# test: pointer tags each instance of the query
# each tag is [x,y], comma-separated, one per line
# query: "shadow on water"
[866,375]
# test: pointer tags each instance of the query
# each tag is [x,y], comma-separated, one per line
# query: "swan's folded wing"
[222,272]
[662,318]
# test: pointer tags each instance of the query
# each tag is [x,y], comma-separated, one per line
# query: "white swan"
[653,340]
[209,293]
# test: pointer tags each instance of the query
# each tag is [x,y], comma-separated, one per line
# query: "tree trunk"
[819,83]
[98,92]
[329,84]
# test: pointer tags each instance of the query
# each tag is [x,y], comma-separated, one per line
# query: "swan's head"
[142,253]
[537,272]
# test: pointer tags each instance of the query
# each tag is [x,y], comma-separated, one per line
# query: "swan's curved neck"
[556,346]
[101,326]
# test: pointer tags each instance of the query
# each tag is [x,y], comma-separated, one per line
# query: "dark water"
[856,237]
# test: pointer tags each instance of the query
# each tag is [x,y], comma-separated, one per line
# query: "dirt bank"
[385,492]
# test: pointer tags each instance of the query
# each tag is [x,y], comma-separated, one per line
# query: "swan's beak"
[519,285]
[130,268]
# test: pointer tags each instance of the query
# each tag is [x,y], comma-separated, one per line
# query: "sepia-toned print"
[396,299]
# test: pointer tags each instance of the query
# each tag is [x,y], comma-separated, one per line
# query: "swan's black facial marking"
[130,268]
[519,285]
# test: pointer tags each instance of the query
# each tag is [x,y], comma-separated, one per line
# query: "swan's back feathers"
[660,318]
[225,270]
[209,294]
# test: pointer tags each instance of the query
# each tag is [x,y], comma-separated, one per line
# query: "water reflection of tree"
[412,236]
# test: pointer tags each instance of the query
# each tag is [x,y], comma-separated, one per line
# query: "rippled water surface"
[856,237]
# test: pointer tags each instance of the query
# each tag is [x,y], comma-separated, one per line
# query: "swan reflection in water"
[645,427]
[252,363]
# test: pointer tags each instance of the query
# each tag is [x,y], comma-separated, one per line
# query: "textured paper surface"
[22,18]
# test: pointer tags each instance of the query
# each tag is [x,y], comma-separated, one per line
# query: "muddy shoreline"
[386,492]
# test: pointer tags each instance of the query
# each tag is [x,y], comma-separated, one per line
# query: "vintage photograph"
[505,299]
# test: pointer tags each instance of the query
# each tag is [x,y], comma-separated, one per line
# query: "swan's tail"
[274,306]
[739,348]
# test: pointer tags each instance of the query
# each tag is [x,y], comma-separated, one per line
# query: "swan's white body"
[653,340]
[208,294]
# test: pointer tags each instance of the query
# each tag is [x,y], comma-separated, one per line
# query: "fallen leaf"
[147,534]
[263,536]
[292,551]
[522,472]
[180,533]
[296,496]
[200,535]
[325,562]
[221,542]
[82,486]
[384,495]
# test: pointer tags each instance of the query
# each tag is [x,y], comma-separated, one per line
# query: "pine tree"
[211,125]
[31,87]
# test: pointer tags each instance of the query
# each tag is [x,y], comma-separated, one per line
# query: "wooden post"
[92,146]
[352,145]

+ + +

Would you reproduce the full listing without changing a single word?

- **EXERCISE OUTPUT**
# test: pointer tags each instance of the query
# each tag is [x,y], comma-separated, one per line
# query: "shadow on water"
[866,375]
# test: pointer tags each instance of the query
# each tag is [x,y], comma-separated, one per line
# query: "swan's folded wing"
[222,272]
[662,318]
# test: pointer tags each instance of the query
# each tag is [x,y], comma-separated, one per line
# query: "white swan"
[653,340]
[209,293]
# test: pointer tags each instance of the query
# each tag is [x,y], comma-separated, one per line
# query: "tree trunk"
[819,83]
[98,92]
[329,84]
# test: pointer tags each instance of the query
# each tag is [x,y], comma-separated, one per line
# query: "swan's head"
[142,253]
[537,272]
# test: pointer tags each instance of the query
# each tag is [x,y], comma-separated, one per line
# query: "swan's curved neck"
[556,346]
[101,326]
# test: pointer tags each instance of the query
# each tag is [x,y], comma-separated, one per line
# query: "dark water"
[856,237]
# test: pointer tags each instance of the query
# each tag is [x,y], comma-separated, one per line
# query: "dirt bank"
[385,492]
# test: pointer tags each instance of the query
# each tag is [x,y], comma-separated, one per line
# query: "swan's beak"
[519,285]
[130,268]
# test: pointer tags each instance of the query
# each tag is [x,y], comma-separated, one per line
# query: "sepia-toned print"
[396,299]
# test: pointer tags each instance of the query
# each tag is [x,y], comma-separated, one per line
# query: "swan's black facial marking"
[130,268]
[519,285]
# test: pointer tags each instance of the query
# each tag is [x,y], comma-separated, one per line
# query: "swan's back feathers"
[660,318]
[225,270]
[209,294]
# test: pointer tags each instance of the query
# each tag is [x,y], comma-separated, one per line
# query: "water reflection of tree"
[412,236]
# test: pointer tags each instance of the query
# each tag is [x,y], comma-separated, one per line
# query: "rippled water surface"
[856,237]
# test: pointer tags each instance of the query
# each tag is [x,y], comma-separated, one per line
# query: "swan reflection in water"
[645,427]
[252,363]
# test: pointer tags each instance of the query
# each tag is [x,y], comma-separated, one per line
# query: "textured paper surface"
[22,18]
# test: pointer tags each instance of the query
# each tag is [x,y], comma-separated, one per line
# query: "muddy shoreline"
[386,492]
# test: pointer tags each instance of the query
# each tag is [x,y], comma-separated, one per line
# query: "vintage photograph"
[505,299]
# test: pointer tags each instance of the query
# each tag is [x,y], comma-separated, one per line
# query: "swan's tail"
[274,306]
[739,348]
# test: pointer tags each instance of the query
# each tag is [x,y], comma-separated, one per line
# query: "swan's white body"
[653,340]
[208,294]
# test: pointer tags each instance of the query
# each tag is [x,y], comma-separated, one per line
# query: "fallen leaf"
[147,534]
[263,536]
[292,551]
[522,472]
[180,533]
[296,496]
[200,535]
[325,562]
[221,542]
[82,486]
[384,495]
# test: pointer tags each instance of the query
# each tag is [x,y], comma-separated, one per line
# query: "pine tree"
[211,125]
[31,87]
# test: pointer tags each instance of the query
# each tag is [x,y], comma-separated, one per line
# query: "wooden post"
[92,146]
[352,145]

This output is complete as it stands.